** Start SUPPLIED RECORDS **

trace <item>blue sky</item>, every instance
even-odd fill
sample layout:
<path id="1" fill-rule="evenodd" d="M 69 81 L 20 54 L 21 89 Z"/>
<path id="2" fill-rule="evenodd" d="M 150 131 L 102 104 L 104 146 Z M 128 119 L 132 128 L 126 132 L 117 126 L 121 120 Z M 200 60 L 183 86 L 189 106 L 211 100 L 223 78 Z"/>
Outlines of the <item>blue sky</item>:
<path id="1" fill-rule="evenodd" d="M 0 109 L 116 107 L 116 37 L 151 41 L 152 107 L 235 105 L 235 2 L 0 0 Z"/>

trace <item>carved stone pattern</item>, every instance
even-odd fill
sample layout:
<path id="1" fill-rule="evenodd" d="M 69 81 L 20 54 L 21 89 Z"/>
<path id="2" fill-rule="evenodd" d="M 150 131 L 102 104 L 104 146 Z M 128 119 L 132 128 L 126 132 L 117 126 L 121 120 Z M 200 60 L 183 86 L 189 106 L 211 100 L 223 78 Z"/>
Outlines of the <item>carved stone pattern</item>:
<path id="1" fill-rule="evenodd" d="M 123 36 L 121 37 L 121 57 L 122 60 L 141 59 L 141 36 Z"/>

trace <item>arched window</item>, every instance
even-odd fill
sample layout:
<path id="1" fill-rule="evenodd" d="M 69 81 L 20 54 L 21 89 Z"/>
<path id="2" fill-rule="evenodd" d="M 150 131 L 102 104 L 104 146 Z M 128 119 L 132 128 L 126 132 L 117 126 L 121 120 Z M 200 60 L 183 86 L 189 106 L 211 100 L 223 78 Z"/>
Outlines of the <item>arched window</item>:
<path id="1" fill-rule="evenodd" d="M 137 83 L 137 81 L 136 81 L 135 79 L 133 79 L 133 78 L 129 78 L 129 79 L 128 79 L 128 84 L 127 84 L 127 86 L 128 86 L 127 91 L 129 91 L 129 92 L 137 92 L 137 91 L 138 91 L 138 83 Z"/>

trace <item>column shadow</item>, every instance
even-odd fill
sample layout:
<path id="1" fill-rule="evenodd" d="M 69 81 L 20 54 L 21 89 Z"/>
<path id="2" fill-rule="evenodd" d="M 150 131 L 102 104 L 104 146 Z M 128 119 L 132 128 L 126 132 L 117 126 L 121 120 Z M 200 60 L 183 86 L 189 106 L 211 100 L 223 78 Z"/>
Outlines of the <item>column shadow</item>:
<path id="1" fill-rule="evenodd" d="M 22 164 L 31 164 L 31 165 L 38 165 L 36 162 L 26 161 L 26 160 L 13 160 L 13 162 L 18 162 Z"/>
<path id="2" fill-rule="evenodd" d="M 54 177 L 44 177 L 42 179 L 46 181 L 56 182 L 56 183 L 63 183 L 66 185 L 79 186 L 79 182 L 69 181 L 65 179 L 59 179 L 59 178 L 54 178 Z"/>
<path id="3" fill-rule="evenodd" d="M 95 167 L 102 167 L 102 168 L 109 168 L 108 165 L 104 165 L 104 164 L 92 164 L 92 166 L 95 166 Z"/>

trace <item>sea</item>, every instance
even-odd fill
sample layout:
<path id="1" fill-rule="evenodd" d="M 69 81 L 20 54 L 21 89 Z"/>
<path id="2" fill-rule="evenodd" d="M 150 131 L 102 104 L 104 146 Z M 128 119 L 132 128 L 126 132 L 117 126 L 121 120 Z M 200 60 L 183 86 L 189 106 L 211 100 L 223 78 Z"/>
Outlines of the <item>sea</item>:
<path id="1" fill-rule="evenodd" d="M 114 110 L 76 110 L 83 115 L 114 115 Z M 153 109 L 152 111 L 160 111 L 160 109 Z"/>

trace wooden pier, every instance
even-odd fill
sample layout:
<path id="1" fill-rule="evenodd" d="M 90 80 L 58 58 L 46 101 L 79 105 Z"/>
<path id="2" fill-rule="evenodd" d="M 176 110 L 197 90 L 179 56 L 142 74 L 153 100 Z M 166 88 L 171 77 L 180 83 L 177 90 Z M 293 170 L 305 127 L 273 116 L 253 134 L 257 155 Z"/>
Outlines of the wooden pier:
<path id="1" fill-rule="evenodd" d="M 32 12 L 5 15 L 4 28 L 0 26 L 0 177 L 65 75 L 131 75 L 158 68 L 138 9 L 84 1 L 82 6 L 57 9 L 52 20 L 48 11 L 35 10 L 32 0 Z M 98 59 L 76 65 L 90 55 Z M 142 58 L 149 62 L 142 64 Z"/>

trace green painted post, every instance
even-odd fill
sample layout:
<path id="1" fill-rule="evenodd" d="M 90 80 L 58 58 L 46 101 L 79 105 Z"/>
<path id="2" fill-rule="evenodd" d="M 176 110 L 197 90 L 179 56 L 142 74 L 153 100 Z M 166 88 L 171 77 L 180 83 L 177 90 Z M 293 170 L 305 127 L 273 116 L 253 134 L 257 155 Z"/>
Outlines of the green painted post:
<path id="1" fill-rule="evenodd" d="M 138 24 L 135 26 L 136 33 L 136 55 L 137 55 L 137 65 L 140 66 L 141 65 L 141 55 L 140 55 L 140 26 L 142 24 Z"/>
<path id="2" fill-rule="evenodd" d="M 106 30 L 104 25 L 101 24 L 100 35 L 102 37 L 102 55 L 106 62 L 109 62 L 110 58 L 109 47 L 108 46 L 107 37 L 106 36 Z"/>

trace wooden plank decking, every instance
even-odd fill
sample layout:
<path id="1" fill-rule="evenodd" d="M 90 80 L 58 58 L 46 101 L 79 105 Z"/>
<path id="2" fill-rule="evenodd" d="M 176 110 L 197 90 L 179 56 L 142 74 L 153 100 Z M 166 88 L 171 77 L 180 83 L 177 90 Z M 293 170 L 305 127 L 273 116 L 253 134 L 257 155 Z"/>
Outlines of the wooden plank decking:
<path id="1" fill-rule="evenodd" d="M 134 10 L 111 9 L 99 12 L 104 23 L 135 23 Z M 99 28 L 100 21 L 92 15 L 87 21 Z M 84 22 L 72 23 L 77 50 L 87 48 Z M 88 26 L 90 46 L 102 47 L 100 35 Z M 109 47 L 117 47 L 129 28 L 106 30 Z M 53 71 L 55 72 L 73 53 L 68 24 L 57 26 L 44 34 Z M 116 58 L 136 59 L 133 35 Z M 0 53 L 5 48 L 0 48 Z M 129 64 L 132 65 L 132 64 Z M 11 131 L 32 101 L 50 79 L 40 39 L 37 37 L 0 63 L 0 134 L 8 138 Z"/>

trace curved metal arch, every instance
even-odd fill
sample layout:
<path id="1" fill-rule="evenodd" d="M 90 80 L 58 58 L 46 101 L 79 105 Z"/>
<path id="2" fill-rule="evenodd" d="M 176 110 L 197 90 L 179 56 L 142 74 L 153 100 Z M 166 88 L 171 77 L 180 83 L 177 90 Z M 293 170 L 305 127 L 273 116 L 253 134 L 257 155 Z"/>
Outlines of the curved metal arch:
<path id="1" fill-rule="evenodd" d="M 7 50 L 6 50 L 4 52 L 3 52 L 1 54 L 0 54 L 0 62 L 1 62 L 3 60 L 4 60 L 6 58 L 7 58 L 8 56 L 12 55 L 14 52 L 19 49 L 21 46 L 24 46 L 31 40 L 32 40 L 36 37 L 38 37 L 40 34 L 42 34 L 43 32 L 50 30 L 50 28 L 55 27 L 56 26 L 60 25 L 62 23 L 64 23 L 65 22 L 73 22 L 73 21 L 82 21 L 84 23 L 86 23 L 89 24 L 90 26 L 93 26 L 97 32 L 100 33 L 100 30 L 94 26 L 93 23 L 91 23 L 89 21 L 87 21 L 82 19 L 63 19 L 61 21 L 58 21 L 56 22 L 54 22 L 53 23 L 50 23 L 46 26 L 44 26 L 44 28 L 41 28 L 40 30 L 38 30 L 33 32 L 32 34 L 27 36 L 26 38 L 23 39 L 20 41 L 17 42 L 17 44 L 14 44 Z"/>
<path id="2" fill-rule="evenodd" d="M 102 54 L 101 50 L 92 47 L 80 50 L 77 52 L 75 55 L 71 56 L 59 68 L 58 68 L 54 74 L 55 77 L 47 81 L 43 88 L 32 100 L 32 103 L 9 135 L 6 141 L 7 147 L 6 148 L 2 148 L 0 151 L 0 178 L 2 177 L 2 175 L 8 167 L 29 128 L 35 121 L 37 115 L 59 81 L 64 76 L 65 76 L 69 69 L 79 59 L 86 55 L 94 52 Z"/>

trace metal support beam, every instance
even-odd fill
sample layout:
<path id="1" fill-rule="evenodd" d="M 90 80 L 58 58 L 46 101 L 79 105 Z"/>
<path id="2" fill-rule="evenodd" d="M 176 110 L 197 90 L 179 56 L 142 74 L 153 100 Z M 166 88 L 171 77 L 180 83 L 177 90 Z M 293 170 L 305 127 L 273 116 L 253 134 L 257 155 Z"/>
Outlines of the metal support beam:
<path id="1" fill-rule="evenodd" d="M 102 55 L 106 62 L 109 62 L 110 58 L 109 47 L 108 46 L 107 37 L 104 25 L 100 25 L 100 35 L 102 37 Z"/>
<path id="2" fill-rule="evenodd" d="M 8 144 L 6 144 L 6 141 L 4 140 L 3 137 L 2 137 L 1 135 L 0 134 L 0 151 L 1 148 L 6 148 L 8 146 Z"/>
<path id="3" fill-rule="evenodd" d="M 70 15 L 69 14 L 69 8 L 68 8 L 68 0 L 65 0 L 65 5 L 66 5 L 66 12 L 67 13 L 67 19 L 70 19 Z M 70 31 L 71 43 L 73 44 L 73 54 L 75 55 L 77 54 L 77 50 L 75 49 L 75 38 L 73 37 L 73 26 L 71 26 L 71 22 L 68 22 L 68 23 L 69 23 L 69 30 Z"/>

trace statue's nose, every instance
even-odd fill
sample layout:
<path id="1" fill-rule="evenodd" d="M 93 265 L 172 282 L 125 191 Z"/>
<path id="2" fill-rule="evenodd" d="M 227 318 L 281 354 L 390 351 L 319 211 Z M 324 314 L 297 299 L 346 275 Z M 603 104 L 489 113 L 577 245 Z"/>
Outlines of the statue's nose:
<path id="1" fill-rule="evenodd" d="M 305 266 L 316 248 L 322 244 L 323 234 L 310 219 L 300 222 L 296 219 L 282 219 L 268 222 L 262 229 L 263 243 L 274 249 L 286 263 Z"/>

** End SUPPLIED RECORDS **

# WHAT TO PRODUCE
Extract the lines of the items starting at the line that contains "trace curved metal arch, every instance" and ending at the line that contains "Outlines of the curved", and repeat them exactly.

# REPLY
trace curved metal arch, every instance
even-odd fill
sample layout:
<path id="1" fill-rule="evenodd" d="M 90 80 L 58 58 L 46 101 L 79 105 Z"/>
<path id="2" fill-rule="evenodd" d="M 176 110 L 197 90 L 179 56 L 142 74 L 153 100 Z M 166 88 L 171 77 L 180 83 L 177 90 Z M 293 170 L 305 127 L 273 116 L 253 134 L 257 155 Z"/>
Outlines of the curved metal arch:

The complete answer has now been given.